En conséquence, lorsque le Ministre sollicite une ordonnance en application du par. 231.7(1) , la personne visée doit, afin de soustraire les documents en cause à la communication, prouver au juge saisi de la demande qu’ils sont protégés par le « privilège des communications entre client et avocat » ainsi défini.
[10] Dans le cadre de la mesure d’exécution qu’elle a prise contre M. Thompson, l’ARC a fait parvenir au contribuable, en application du par. 231.2(1) de la LIR , une demande péremptoire exigeant la communication de divers documents relatifs à ses finances personnelles, ainsi que la liste à jour de ses comptes clients. M. Thompson a communiqué certains documents, mais l’ARC a estimé qu’il n’obtempérait que partiellement à la demande péremptoire et, surtout, qu’il ne donnait aucune précision sur ses comptes clients, si ce n’est une indication générale du solde dû. M. Thompson a fait valoir que toute autre précision sur ses comptes clients, tels les noms de ses clients, était protégée par le secret professionnel de l’avocat et donc soustraite à la communication.
[11] Le Ministre a demandé à la Cour fédérale de prononcer une ordonnance en vertu de l’art. 231.7 de la LIR . M. Thompson a contesté cette demande à l’égard de ses comptes clients en invoquant encore une fois le secret professionnel de l’avocat. Il a déposé un avis de question constitutionnelle demandant à la Cour fédérale de se prononcer sur la question de savoir si la LIR — en particulier son par. 231.2(1) — peut être interprétée et appliquée de façon à contraindre l’avocat auquel l’ARC signifie une demande péremptoire à communiquer des renseignements privilégiés sur ses clients. Il a fait valoir que la définition du « privilège des communications entre client et avocat » figurant au par. 232(1) ne peut être interprétée de manière à supprimer ce privilège pour une catégorie de documents en particulier, en l’occurrence les « relevé[s] comptable[s] d’un avocat ». Il a soutenu en outre que la demande péremptoire de l’ARC contrevenait à l’art. 8 de la Charte , lequel interdit les fouilles, les perquisitions ou les saisies abusives.

=-=-=-=-=

OBJECTIF:
Reproduisez le passage de l'extrait ci-dessus sur l'affaire Thompson qui va de « [10] Dans le » jusqu'à « à la communication. » inclus.

DONNÉES ENREGISTRÉES:
=-=-=-=-=

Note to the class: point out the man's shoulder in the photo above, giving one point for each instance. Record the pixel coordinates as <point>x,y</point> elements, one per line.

=-=-=-=-=

RÉPONSE:
[10] Dans le cadre de la mesure d’exécution qu’elle a prise contre M. Thompson, l’ARC a fait parvenir au contribuable, en application du par. 231.2(1) de la LIR , une demande péremptoire exigeant la communication de divers documents relatifs à ses finances personnelles, ainsi que la liste à jour de ses comptes clients. M. Thompson a communiqué certains documents, mais l’ARC a estimé qu’il n’obtempérait que partiellement à la demande péremptoire et, surtout, qu’il ne donnait aucune précision sur ses comptes clients, si ce n’est une indication générale du solde dû. M. Thompson a fait valoir que toute autre précision sur ses comptes clients, tels les noms de ses clients, était protégée par le secret professionnel de l’avocat et donc soustraite à la communication.